Task brief
Duplicate every line of the entries below precisely, omitting the pictures from your response.

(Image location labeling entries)
** BEGIN **

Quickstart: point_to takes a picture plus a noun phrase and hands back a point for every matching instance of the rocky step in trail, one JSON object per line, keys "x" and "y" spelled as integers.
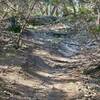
{"x": 42, "y": 75}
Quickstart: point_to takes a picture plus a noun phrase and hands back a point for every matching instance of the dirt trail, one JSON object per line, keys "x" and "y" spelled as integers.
{"x": 46, "y": 76}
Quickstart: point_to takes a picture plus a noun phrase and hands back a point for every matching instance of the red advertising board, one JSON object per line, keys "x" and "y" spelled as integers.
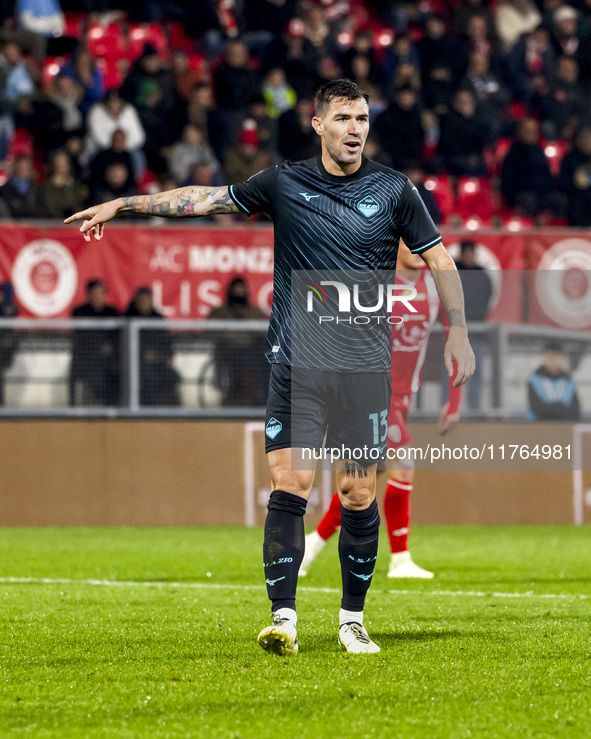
{"x": 188, "y": 268}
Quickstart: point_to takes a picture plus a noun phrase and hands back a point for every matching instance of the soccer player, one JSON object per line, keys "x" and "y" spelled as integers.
{"x": 342, "y": 213}
{"x": 409, "y": 346}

** END **

Response
Quickstart: point_to takes a picture plus a noun phrase and hands back a point for every matching instance of the rocky step in trail, one JSON object per line, keys "x" and "y" spelled as integers.
{"x": 42, "y": 75}
Quickstart: point_to takes a picture plus a noun phrase and hands back a point for every matching instance of the dirt trail, one JSON object per line, keys "x" and "y" spelled as integers.
{"x": 46, "y": 76}
Quickstart: point_to takes a picture plus a noun phrase and hands back a point for every matching instance of the red advertising board, one JSON object per line, keys "x" and "y" spelled as integers.
{"x": 188, "y": 268}
Quickstart: point_to takes a picture plus a noun phrase and hands back a point for every matching instance of the soccer player, one JSON object per line, keys "x" and "y" spelled as integers.
{"x": 342, "y": 213}
{"x": 409, "y": 346}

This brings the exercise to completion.